◆ Passage ◆
>> BEGIN

Mike Fiers is a very average pitcher. Everything about his career has been good enough — not great, sometimes kind of terrible, but overall okay. For some reason against the Cleveland Indians, he never fails to bring his best stuff, though. Does he just hate Cleveland? Is it Frankie’s smile? Is it the Browns?
It’s the Browns, isn’t it?
We’ll never know, but he showed the good stuff again tonight.
The 33-year-old journeyman held the Indians to three runs off five hits over six innings. That’s just the second time Fiers has allowed more than two runs against the Indians since the beginning of 2016 — so it was an off game for him, contextually, but another solid outing to give his team a chance to beat the big division bully.
For a while, the Indians were all about helping him out, too. Michael Brantley’s range is atrocious and it showed when he completely missed on a lazy fly ball to left field. The ball had a five percent hit probability thanks to its sky-high trajectory, but Brantley either misjudged it from the get-go, or was caught off guard by late movement. Either way, he slid and his glove was about a yard away from the ball as it bounced in fair territory and went for a ground rule double.
And I still don’t know what Jason Kipnis is doing at second base half the time — whether it’s his arm or technique turning double plays, nothing he does on defense looks smooth in any way. Maybe that’s why I still like him so much, he’s not like Francisco Lindor who makes everything looks so effortless (like his gorgeous ninth inning flip). He makes it seem attainable, like I could be out there doing the same thing. It’s refreshing.
Even with all the bad defense, and slow-starting offense, things started to turn after the sixth. The Tigers needed to use more of their roster than just Fiers, and they had to actually use their bullpen, which has been like the April/May Indians bullpen but for the entire season. Tigers manager Rob Gardenhire even managed the bullpen like Tito did just a few months ago, bringing in a left-handed pitcher and allowing Tito to instantly counter with Brandon Guyer, lefty killer. And kill he did.

>> END

◆ Records shown ◆
>> BEGIN

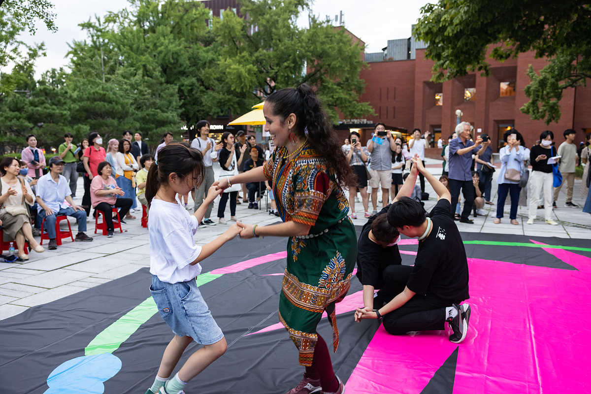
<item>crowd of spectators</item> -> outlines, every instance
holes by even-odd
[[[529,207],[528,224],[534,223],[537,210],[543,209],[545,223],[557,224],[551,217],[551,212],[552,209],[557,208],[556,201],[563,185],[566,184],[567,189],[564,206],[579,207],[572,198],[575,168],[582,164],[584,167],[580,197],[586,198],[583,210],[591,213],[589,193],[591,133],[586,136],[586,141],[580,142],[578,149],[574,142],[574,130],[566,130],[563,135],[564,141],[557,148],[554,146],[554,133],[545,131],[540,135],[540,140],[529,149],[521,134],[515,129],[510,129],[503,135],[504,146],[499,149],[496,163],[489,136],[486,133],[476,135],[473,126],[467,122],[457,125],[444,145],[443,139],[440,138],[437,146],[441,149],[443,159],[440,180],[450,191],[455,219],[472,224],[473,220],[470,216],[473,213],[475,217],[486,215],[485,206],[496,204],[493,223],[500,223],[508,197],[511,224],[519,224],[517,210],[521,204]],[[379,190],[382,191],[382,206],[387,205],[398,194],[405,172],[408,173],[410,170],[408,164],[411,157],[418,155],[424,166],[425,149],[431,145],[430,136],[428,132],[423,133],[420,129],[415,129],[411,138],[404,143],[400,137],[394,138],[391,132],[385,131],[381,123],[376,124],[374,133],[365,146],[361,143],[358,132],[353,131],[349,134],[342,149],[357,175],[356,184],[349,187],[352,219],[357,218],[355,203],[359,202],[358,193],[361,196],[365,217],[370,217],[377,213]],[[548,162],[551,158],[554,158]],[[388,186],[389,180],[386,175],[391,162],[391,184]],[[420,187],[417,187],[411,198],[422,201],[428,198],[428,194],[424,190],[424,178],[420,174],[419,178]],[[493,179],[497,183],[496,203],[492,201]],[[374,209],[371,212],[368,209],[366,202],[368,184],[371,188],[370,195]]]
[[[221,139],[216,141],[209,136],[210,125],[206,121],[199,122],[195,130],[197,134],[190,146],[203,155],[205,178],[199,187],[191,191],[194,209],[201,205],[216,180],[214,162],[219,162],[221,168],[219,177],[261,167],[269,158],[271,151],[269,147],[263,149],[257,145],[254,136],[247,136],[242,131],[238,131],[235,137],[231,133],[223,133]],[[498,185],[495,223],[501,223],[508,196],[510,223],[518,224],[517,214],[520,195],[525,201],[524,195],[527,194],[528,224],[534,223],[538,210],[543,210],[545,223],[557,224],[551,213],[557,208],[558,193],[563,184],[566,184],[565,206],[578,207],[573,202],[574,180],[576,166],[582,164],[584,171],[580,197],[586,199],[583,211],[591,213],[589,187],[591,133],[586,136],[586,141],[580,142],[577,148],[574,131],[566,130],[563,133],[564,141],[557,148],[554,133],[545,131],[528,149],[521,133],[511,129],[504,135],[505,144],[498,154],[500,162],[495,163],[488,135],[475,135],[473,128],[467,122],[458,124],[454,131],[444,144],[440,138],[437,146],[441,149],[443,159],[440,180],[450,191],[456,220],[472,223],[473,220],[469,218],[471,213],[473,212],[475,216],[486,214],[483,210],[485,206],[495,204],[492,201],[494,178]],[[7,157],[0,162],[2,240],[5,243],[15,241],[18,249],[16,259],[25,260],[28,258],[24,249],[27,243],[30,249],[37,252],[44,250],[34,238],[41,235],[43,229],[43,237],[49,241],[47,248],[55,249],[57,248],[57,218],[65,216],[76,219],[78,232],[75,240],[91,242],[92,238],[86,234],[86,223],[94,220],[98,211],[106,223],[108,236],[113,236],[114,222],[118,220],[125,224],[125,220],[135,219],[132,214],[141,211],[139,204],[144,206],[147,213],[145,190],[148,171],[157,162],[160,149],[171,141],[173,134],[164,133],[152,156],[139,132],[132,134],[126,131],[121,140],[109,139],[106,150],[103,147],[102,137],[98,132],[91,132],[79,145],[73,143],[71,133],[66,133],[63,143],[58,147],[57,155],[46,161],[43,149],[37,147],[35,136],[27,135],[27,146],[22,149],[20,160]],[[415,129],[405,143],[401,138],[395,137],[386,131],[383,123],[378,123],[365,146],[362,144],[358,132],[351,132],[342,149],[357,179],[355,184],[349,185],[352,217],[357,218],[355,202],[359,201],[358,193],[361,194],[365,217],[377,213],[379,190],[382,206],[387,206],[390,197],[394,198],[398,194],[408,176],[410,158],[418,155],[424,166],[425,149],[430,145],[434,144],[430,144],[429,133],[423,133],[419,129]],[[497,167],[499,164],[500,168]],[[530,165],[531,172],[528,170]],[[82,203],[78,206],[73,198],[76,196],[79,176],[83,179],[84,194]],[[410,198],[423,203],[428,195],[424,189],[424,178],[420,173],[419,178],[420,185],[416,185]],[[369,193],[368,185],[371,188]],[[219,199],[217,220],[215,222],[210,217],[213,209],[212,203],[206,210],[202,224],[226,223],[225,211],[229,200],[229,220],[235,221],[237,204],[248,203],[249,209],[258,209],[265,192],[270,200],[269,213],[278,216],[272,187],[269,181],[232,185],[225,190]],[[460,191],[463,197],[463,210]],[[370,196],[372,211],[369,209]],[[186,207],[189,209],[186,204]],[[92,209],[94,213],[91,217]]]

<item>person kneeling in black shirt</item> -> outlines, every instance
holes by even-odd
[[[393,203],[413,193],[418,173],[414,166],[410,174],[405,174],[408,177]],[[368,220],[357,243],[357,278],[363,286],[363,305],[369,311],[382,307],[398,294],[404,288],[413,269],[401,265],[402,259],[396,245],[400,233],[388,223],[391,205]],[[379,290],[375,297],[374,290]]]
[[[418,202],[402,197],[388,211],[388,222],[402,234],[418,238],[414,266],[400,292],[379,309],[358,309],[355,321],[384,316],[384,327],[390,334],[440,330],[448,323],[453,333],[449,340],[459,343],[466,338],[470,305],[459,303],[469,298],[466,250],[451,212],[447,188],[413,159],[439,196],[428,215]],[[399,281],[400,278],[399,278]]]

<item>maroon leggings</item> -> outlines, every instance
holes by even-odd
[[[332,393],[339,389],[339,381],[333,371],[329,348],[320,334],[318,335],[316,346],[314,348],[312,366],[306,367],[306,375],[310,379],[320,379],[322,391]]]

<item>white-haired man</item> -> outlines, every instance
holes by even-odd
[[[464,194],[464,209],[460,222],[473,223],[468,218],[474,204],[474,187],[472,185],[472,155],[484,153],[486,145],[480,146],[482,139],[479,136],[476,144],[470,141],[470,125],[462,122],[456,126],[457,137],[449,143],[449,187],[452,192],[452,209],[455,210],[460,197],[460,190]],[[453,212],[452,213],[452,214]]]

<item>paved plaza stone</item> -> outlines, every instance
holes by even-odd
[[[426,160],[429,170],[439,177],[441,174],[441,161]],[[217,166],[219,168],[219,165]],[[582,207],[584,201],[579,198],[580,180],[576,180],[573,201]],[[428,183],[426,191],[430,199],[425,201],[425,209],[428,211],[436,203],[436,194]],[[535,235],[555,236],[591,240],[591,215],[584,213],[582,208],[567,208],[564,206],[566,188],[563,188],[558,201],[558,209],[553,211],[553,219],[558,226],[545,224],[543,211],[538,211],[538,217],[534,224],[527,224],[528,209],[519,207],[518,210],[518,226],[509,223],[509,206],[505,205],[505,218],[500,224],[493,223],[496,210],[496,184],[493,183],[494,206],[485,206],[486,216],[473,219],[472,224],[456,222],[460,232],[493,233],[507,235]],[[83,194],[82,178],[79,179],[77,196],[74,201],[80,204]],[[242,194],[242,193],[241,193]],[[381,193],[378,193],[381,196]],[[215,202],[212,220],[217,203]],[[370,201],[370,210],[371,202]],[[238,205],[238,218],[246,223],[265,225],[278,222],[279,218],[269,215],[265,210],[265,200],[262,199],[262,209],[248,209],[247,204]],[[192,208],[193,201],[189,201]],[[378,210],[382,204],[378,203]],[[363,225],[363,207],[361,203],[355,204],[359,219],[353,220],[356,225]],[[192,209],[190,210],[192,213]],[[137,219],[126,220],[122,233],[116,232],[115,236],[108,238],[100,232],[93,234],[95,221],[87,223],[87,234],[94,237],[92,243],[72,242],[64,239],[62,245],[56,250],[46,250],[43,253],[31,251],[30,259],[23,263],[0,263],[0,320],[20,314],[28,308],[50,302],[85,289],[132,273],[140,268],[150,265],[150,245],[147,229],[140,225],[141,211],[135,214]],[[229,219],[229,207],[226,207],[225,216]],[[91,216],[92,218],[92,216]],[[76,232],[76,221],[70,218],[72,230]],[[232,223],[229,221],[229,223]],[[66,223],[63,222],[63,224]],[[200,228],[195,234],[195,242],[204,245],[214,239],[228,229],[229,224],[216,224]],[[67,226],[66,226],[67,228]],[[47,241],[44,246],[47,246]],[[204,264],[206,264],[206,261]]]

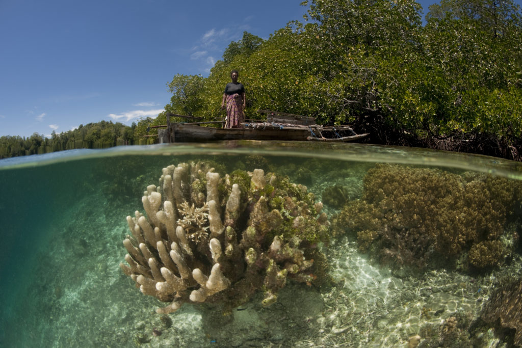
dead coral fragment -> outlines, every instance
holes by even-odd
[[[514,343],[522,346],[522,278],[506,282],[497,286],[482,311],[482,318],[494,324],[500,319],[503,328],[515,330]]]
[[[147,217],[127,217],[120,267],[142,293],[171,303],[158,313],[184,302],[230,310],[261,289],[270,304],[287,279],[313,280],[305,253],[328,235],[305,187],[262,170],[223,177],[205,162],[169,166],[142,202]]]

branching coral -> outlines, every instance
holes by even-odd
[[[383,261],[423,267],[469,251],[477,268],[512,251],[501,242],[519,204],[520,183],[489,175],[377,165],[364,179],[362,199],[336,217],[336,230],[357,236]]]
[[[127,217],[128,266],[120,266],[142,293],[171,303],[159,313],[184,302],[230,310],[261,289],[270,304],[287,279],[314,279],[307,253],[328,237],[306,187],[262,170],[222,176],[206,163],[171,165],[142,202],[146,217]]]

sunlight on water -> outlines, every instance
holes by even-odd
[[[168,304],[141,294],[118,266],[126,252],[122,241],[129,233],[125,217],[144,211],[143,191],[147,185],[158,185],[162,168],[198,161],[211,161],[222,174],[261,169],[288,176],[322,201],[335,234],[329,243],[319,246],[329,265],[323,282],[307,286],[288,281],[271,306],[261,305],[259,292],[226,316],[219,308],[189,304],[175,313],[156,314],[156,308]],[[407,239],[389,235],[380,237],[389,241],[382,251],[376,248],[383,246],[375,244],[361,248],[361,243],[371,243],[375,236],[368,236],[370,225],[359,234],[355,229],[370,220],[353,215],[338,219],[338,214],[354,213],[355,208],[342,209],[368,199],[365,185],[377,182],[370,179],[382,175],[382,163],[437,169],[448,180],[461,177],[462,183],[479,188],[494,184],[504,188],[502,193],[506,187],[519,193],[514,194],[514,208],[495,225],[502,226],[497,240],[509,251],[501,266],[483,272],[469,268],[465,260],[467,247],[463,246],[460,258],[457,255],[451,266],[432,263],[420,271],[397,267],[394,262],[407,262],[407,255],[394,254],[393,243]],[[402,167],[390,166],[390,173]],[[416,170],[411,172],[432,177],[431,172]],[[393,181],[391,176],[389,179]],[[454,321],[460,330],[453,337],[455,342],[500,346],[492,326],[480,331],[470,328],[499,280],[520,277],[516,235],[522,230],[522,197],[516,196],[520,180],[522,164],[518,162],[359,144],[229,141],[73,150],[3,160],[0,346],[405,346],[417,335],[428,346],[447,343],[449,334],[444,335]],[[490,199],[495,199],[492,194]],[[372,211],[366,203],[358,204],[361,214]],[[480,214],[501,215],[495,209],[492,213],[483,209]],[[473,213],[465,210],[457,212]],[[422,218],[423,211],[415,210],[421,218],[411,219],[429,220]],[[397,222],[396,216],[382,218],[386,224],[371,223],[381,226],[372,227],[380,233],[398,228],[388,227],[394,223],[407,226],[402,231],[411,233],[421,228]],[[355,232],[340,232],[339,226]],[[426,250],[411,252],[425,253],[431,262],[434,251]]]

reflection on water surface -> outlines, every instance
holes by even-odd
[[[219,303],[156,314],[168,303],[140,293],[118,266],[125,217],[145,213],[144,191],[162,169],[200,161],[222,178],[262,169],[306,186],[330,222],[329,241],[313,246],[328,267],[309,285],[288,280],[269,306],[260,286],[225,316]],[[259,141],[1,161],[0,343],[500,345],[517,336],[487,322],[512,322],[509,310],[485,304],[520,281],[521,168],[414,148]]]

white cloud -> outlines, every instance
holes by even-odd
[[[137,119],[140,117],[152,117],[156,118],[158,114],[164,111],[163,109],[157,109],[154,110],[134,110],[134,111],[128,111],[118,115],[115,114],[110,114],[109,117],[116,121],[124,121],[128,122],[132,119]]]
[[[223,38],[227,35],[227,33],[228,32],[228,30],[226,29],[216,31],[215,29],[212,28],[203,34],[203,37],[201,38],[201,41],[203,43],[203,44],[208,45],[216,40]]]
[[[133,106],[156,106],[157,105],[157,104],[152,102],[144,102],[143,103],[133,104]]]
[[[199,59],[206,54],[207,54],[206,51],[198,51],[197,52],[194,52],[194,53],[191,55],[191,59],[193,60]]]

>> END

◆ Problems to solve ◆
a - Answer these from the game recap:
(i) How old is Mike Fiers?
(ii) What hit probability did the lazy fly ball to left field have?
(iii) Which player did Tito bring in to counter the left-handed pitcher?
b - Collect every line of the rows that contains the string "white". Case counts.
The rows are unrelated to the game recap.

◆ Answers to the exercise ◆
a -
(i) 33
(ii) Five percent
(iii) Brandon Guyer

b -
<item>white-haired man</item> -> outlines, every instance
white cloud -> outlines, every instance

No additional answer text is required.